▶ _Material for the task_
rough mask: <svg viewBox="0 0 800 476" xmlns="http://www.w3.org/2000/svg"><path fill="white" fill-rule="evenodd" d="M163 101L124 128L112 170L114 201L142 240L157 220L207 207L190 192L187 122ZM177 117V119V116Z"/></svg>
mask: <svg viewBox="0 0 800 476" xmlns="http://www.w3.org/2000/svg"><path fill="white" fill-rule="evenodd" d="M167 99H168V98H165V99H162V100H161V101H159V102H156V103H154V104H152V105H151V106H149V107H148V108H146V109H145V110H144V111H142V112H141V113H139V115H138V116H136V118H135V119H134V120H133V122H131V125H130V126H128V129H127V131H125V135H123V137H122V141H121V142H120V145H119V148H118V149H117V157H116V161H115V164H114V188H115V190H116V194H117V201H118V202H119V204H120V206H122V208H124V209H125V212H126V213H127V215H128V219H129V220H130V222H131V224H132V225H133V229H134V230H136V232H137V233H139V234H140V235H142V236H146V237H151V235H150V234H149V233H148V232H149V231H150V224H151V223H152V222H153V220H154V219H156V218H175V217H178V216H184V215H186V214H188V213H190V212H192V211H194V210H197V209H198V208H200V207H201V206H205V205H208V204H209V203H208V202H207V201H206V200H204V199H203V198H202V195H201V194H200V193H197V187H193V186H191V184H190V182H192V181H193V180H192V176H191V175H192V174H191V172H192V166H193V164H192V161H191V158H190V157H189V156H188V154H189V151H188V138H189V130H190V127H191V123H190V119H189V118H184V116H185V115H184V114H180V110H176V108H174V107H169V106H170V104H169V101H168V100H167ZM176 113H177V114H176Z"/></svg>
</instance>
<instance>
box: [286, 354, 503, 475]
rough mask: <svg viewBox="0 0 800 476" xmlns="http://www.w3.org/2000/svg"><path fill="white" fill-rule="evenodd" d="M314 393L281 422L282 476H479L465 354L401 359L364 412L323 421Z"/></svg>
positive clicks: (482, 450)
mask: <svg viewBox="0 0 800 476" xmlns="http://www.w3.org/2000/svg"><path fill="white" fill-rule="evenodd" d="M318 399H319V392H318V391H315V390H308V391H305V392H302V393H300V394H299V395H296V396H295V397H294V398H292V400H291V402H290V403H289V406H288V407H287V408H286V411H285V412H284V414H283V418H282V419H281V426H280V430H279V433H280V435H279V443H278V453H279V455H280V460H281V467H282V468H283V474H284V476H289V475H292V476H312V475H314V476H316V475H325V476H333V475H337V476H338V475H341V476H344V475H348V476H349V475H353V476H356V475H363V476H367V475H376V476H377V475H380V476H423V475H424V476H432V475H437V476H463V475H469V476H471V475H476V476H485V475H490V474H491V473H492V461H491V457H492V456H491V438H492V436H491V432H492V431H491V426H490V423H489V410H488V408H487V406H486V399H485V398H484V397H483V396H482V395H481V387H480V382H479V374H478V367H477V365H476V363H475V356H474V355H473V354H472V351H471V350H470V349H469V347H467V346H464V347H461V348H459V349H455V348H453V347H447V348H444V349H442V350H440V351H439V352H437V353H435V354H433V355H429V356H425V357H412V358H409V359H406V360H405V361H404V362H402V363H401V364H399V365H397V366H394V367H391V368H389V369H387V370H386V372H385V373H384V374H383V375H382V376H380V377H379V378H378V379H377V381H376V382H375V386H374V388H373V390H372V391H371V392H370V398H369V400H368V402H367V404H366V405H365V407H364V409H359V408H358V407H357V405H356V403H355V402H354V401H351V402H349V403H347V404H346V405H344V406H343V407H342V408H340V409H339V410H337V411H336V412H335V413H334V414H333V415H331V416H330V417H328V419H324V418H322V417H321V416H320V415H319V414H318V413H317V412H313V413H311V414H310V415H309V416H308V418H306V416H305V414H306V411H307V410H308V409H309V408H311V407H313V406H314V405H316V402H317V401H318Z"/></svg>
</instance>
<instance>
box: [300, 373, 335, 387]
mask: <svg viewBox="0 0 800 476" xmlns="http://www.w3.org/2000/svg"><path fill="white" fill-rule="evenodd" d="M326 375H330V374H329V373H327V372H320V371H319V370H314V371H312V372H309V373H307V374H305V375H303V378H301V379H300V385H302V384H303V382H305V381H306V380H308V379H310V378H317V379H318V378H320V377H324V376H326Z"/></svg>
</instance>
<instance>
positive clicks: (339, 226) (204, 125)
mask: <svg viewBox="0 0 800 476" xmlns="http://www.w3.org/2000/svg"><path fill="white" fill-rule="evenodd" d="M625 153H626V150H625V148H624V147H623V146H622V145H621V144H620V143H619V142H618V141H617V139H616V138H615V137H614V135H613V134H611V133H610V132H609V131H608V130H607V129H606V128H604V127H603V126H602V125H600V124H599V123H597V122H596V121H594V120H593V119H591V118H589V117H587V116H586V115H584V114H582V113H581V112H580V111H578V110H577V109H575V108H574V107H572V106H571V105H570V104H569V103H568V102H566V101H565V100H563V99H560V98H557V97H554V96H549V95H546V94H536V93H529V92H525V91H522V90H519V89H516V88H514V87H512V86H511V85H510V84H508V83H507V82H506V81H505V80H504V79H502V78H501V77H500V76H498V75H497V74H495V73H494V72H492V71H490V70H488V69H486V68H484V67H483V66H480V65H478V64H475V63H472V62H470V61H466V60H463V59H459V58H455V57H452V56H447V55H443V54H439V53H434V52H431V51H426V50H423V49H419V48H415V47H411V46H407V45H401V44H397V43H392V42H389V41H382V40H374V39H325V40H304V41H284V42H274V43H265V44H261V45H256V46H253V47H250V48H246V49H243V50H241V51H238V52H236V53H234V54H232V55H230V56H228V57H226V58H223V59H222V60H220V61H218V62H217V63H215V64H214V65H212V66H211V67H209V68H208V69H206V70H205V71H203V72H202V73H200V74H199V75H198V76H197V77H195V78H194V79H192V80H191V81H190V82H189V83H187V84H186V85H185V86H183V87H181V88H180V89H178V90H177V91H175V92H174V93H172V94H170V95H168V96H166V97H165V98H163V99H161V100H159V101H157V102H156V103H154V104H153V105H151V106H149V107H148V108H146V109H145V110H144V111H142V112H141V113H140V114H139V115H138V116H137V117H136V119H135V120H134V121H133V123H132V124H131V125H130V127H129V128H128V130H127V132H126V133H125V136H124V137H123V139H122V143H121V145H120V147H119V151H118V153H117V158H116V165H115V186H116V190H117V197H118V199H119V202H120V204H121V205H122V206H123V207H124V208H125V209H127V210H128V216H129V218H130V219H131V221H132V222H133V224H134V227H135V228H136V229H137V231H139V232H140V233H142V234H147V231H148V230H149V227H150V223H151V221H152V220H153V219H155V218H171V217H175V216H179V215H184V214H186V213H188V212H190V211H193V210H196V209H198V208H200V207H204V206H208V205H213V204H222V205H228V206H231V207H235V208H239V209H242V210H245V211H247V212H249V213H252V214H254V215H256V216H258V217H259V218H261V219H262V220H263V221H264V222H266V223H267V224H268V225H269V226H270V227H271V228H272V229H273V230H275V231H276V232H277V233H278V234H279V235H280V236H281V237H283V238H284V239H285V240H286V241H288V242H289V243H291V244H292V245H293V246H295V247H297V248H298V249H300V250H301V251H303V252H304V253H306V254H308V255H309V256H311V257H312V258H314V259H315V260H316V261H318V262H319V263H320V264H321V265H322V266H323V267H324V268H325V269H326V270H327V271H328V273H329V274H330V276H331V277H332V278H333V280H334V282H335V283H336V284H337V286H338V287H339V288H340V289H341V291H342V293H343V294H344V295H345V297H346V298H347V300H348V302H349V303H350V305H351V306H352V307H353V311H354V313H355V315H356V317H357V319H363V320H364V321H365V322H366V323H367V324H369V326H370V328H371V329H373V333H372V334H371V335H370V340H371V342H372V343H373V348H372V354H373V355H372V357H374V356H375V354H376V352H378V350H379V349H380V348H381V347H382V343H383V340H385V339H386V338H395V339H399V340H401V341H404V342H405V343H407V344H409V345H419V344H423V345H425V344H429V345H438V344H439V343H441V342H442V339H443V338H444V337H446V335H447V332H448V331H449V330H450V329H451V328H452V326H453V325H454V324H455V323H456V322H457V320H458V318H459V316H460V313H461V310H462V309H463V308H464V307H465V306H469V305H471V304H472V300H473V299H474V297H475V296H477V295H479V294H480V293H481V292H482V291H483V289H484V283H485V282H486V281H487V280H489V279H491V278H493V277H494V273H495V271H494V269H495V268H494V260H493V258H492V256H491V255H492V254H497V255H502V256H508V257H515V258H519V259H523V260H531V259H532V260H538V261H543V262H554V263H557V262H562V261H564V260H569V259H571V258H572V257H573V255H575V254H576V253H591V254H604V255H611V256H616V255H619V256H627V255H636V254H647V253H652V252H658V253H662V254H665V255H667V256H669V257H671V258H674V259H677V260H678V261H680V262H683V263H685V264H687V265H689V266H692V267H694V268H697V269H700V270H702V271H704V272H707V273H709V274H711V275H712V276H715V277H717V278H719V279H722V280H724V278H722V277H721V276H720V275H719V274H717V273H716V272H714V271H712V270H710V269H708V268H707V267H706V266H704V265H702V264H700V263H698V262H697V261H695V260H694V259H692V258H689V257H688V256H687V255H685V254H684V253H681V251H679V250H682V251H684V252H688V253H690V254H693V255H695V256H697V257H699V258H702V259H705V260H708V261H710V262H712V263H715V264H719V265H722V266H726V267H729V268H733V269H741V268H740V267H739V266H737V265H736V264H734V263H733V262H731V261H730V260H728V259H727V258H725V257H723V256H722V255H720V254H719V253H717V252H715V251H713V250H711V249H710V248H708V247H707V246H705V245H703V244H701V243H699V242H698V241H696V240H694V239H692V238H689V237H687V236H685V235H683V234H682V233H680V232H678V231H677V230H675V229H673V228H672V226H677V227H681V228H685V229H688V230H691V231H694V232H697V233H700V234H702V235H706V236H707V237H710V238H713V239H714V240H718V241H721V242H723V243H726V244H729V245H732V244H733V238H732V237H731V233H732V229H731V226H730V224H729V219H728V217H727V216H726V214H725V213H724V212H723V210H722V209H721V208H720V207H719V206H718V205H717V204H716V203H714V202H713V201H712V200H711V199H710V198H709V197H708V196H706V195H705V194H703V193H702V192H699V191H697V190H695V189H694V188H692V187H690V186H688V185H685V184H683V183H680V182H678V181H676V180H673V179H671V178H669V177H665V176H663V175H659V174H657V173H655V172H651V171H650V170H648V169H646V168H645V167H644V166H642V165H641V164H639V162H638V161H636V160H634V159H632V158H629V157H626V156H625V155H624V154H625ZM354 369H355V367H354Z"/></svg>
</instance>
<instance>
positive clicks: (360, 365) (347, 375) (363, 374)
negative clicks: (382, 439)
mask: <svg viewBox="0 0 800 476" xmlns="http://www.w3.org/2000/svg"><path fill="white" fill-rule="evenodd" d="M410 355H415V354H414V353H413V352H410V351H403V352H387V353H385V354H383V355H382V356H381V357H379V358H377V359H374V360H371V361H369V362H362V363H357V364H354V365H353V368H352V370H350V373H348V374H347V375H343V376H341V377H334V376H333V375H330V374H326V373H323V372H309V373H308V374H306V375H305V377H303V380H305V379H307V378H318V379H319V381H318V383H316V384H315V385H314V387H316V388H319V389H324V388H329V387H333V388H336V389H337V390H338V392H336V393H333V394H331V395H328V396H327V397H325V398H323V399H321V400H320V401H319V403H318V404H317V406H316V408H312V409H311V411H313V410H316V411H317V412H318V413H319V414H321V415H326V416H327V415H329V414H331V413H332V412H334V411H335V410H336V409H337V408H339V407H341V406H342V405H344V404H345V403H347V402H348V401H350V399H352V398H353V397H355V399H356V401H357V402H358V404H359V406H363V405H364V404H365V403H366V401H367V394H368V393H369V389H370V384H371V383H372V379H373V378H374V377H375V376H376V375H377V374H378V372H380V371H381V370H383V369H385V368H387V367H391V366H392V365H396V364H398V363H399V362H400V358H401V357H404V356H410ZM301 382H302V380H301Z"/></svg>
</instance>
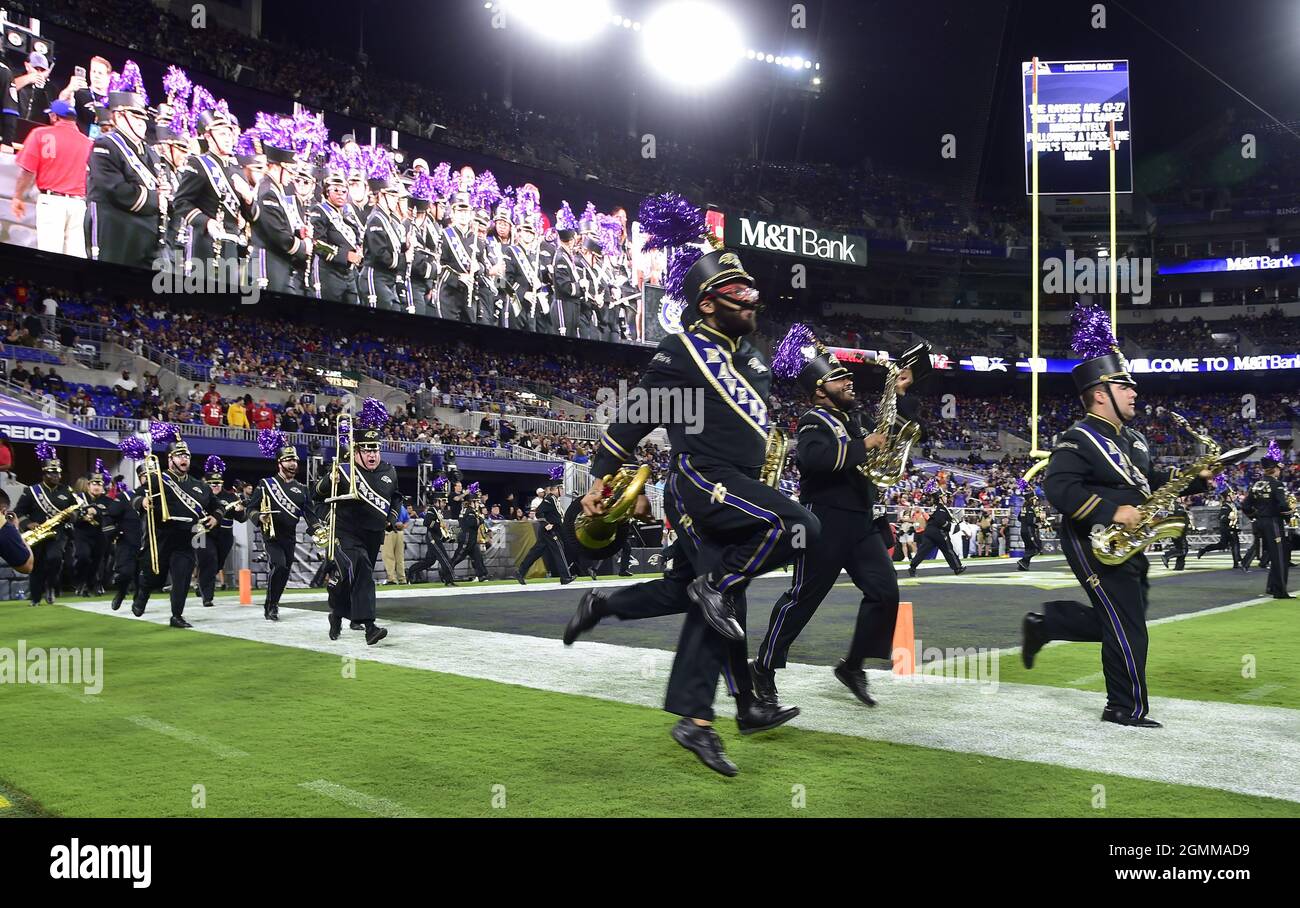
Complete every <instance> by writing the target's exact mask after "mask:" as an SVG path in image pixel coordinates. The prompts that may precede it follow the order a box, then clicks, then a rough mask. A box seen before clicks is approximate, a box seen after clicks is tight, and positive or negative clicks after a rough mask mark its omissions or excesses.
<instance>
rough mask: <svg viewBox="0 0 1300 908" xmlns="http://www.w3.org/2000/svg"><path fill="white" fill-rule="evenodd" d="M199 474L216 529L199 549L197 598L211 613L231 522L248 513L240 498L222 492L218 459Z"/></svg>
mask: <svg viewBox="0 0 1300 908" xmlns="http://www.w3.org/2000/svg"><path fill="white" fill-rule="evenodd" d="M203 471H204V476H203V481H204V483H207V484H208V489H209V490H211V492H212V498H213V502H214V503H216V513H217V526H214V527H213V528H212V529H211V531H208V533H207V539H204V542H203V548H201V549H199V597H200V598H201V600H203V608H204V609H211V608H212V606H213V604H214V598H216V594H217V576H218V575H220V574H221V570H222V568H224V567H225V566H226V558H229V557H230V549H233V548H234V544H235V520H238V522H239V523H243V522H244V520H247V519H248V513H247V510H246V507H244V501H243V497H242V496H239V494H237V493H234V492H231V490H229V489H226V488H225V472H226V464H225V462H224V461H222V459H221V458H220V457H209V458H208V459H207V461H204V463H203Z"/></svg>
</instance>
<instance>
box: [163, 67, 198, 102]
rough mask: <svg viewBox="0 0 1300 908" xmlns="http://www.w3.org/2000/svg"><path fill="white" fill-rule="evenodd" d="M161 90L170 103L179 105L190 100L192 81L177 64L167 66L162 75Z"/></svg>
mask: <svg viewBox="0 0 1300 908" xmlns="http://www.w3.org/2000/svg"><path fill="white" fill-rule="evenodd" d="M162 92H164V94H165V95H166V99H168V100H169V101H170V103H172V104H174V105H177V107H179V105H182V104H186V103H187V101H188V100H190V95H191V94H192V92H194V82H191V81H190V77H188V75H187V74H186V72H185V70H183V69H181V68H179V66H168V68H166V75H164V77H162Z"/></svg>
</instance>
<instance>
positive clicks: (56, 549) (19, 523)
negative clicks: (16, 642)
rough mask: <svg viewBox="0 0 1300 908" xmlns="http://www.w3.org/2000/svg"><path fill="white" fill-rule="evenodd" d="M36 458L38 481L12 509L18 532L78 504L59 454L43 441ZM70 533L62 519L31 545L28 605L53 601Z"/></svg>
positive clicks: (58, 582) (44, 520) (61, 569)
mask: <svg viewBox="0 0 1300 908" xmlns="http://www.w3.org/2000/svg"><path fill="white" fill-rule="evenodd" d="M36 458H38V459H39V461H40V481H39V483H35V484H32V485H29V487H27V488H26V489H23V492H22V494H21V496H19V497H18V503H17V506H14V509H13V513H14V514H16V515H17V516H18V529H19V531H21V532H27V531H29V529H31V528H32V527H35V526H36V524H40V523H44V522H45V520H49V519H51V518H53V516H55V515H57V514H59V513H60V511H64V510H66V509H69V507H73V506H75V505H77V500H75V498H74V497H73V490H72V489H69V488H68V487H66V485H65V484H64V464H62V462H61V461H60V459H59V453H57V451H56V450H55V449H53V447H51V446H49V444H48V442H44V441H43V442H40V444H39V445H36ZM70 535H72V533H70V531H69V527H68V522H66V519H65V520H64V523H61V524H60V526H59V527H56V528H55V532H53V535H52V536H49V539H47V540H44V541H43V542H36V544H35V545H32V546H31V555H32V558H34V567H32V571H31V585H30V587H29V592H27V596H29V598H30V600H31V605H40V601H42V600H44V601H45V602H49V604H51V605H52V604H53V601H55V596H56V594H57V592H59V580H60V575H61V574H62V570H64V549H65V546H66V545H68V539H69V536H70Z"/></svg>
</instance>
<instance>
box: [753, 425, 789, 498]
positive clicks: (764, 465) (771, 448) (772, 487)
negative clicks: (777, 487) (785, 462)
mask: <svg viewBox="0 0 1300 908" xmlns="http://www.w3.org/2000/svg"><path fill="white" fill-rule="evenodd" d="M789 446H790V440H789V438H788V437H787V436H785V433H784V432H781V431H780V429H779V428H776V427H775V425H774V427H772V428H771V429H768V431H767V450H766V451H763V468H762V470H761V471H759V474H758V479H759V481H762V483H766V484H767V485H771V487H772V488H774V489H775V488H776V487H777V485H779V484H780V481H781V474H783V472H785V453H787V450H788V449H789Z"/></svg>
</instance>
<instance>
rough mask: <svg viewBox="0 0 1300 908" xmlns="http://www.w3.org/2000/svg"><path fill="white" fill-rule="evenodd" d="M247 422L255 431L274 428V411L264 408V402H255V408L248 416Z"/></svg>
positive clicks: (274, 415)
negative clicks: (259, 429)
mask: <svg viewBox="0 0 1300 908" xmlns="http://www.w3.org/2000/svg"><path fill="white" fill-rule="evenodd" d="M248 420H250V421H251V423H252V425H253V428H255V429H273V428H276V411H274V410H272V408H270V407H269V406H266V402H265V401H257V406H256V407H253V408H252V412H251V414H248Z"/></svg>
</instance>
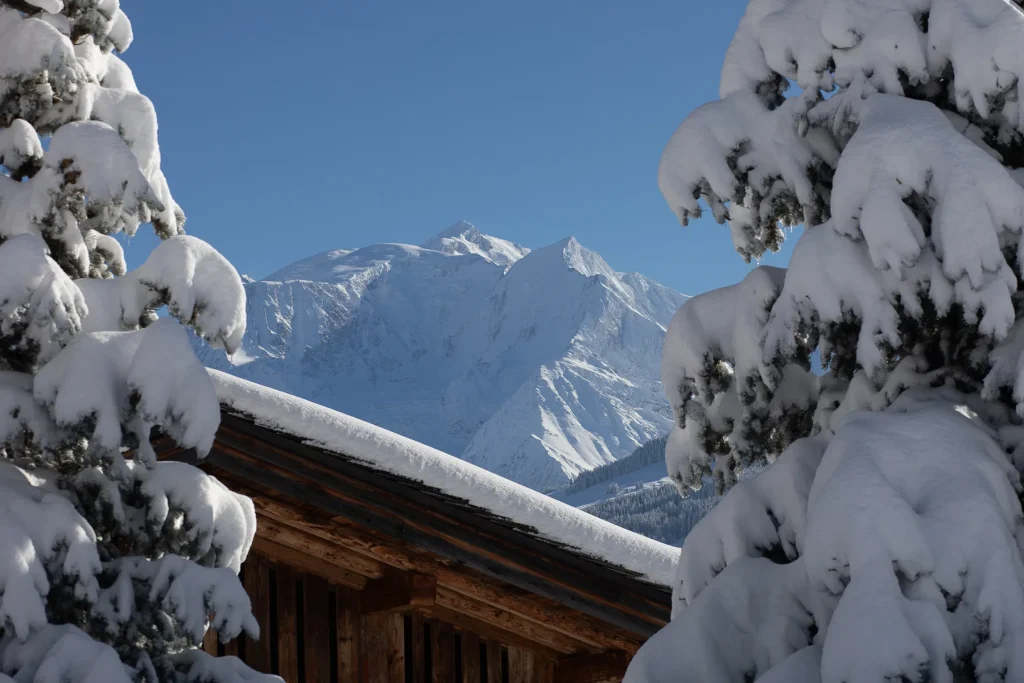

▶ _Task details_
Return every line above that contains the string "negative", matching case exactly.

▶ _Solution_
negative clicks: (382, 439)
Complete every <instance> by writing the target's exact mask after "mask:" as an SVG path in image pixel coordinates. The prompts that may precede it follow the order a box, then clicks, then a rough mask. A box seen before clicks is approximate, a box seen after clicks is tight, and positive or negative clicks after a rough mask mark its omissions or excesses.
negative clicks: (16, 642)
negative clicks: (777, 487) (785, 462)
negative clicks: (259, 429)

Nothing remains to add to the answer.